Selection:
-- START --
It would be the last shot he attempted in a game until the end of July. Davis lived with the aftertaste of that shot for four months, beating himself up about it in conversations with James.

“The first, probably like four days, I was talking to him like, ‘Damn, I should have made that shot. I’ve got to make that shot,’” Davis said.

On Sunday, James said: “It’s not about making a shot. It’s about having a belief of just taking it, for one, and living with the result.”

James is somewhat of an expert on this topic. He went through his ups and downs, passing up game winners, missing them, and yes making them as recently as his 2018 NBA Finals run.

For Davis he is still in the early stages, but it was a great start, and a boost in confidence.

Having James on your team, yet you get the call for the final shot, is monumental.

Davis draining the winner in their first postseason together was symbolic, and perhaps it will be referenced when the story is eventually told of James passing the proverbial torch to Davis.

As good as James is, and there is no question that he sets the tone for everything the Lakers do, he would not have been able to achieve what he has this season without Davis. And vice versa.

“If one of them is not going,” Vogel said, “the other one is. … When they’re both going at the same time, we’re near impossible to stop. Those guys both carried each other throughout the game and obviously a big part of the win.”

Despite slotting in as No. 2 in the Lakers’ pecking order, Davis has averaged 28.7 points and 10.7 rebounds over his 12 playoff games. He followed up a 37-point performance in Game 1 against Denver with 31 points in Game 2.

James scored 20 of the Lakers’ first 40 points as they built a 16-point lead in the first half. But he struggled in the second, shooting just 2-of-9 with four turnovers, including a bad pass that led to a Jokic 3-pointer that cut the Lakers’ lead to 100-99.
-- END --
Extracted material:
-- START --
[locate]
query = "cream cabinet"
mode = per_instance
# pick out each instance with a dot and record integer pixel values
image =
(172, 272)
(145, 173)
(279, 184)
-- END --
Written instruction A: In the Lakers passage, how many points did Davis score in Game 2 against Denver?
Written instruction B: Reproduce the Lakers passage from "As good as James" up to and including "lead to 100-99.".

Right answer A: 31 points

Right answer B:
As good as James is, and there is no question that he sets the tone for everything the Lakers do, he would not have been able to achieve what he has this season without Davis. And vice versa.

“If one of them is not going,” Vogel said, “the other one is. … When they’re both going at the same time, we’re near impossible to stop. Those guys both carried each other throughout the game and obviously a big part of the win.”

Despite slotting in as No. 2 in the Lakers’ pecking order, Davis has averaged 28.7 points and 10.7 rebounds over his 12 playoff games. He followed up a 37-point performance in Game 1 against Denver with 31 points in Game 2.

James scored 20 of the Lakers’ first 40 points as they built a 16-point lead in the first half. But he struggled in the second, shooting just 2-of-9 with four turnovers, including a bad pass that led to a Jokic 3-pointer that cut the Lakers’ lead to 100-99.